Problem 1: According to the building footprints text, which office manages the collection and processing of LIDAR data?
Problem 2: Print the passage of the building footprints text starting with "Building footprints are" and going on through "Data: © 2017 Google)".

Building Footprints


  • The extent of a building in 2 dimensional space
  • Includes a unique identifier and other information derived from LIDAR (e.g. max height)


Building footprints are the extent or envelope of a building structure. Here they are pictured in 3D and 2D for the same block on Green Street.

  • On left: Oblique view of Green St facing north between Columbus and Powell ( Imagery: © 2017 Google; Left Panel Map Data: © 2017 Google)
  • On right: building footprints for the same block


  • SFGIS in the Department of Technology manages data collection and processing from LIDAR
    • LIDAR data is provided by a third-party and is updated every ???
    • From this data, SFGIS derives the footprints and assigns unique identifiers as well as additional derived statistics about the building (e.g. min, max and median height)
  • Information about buildings is captured by other departments including Building Inspection, SF Environment, SF Planning and the City's Real Estate Division among others.

Excerpted data:
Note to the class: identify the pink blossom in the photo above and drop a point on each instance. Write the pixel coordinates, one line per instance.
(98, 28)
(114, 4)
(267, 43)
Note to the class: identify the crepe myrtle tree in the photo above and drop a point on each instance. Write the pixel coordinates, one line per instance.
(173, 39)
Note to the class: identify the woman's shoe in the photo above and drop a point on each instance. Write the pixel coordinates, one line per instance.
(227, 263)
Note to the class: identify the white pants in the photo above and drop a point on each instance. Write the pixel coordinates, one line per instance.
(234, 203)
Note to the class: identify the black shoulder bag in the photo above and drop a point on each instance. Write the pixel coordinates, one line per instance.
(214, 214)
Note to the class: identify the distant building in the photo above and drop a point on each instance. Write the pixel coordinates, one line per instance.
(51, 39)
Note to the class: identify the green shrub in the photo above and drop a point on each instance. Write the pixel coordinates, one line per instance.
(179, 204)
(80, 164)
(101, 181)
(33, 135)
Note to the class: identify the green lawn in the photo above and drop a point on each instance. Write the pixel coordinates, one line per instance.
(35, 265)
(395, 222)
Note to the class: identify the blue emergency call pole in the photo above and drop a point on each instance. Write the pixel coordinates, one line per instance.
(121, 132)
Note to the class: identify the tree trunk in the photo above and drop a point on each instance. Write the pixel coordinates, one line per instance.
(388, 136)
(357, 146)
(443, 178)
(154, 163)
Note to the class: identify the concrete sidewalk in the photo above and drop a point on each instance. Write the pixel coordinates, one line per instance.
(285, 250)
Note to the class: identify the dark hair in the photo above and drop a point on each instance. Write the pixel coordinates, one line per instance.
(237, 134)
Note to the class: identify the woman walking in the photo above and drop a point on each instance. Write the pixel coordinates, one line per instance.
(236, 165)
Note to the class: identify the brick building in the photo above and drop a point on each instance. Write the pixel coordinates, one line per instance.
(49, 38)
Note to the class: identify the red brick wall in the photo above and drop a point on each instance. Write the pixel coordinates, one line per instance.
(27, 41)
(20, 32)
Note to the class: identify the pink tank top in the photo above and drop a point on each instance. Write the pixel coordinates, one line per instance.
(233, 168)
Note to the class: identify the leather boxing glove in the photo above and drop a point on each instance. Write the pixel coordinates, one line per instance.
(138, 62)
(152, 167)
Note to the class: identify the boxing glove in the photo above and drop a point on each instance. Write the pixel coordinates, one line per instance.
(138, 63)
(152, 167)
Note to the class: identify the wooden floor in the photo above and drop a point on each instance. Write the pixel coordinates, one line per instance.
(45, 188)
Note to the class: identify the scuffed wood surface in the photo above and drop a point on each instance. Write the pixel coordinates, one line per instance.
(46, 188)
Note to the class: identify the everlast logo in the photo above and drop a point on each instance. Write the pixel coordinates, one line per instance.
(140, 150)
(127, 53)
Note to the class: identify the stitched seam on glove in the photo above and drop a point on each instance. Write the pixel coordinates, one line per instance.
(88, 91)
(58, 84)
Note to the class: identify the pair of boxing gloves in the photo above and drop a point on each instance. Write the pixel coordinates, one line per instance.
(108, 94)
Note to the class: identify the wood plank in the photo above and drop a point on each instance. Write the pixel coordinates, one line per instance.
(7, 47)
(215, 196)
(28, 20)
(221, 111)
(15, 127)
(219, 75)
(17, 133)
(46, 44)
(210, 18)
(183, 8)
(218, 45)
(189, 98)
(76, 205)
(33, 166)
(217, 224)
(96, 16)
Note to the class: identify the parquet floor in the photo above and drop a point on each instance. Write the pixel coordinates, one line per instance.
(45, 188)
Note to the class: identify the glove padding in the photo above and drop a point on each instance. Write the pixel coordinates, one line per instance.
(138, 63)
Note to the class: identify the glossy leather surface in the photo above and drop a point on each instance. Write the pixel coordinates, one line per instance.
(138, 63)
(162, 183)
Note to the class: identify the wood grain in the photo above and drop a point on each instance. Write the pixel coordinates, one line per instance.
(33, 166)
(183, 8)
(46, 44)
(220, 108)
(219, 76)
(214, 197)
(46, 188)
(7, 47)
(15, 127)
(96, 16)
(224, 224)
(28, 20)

Exercise output 1: SFGIS in the Department of Technology.

Exercise output 2:
Building footprints are the extent or envelope of a building structure. Here they are pictured in 3D and 2D for the same block on Green Street.

  • On left: Oblique view of Green St facing north between Columbus and Powell ( Imagery: © 2017 Google; Left Panel Map Data: © 2017 Google)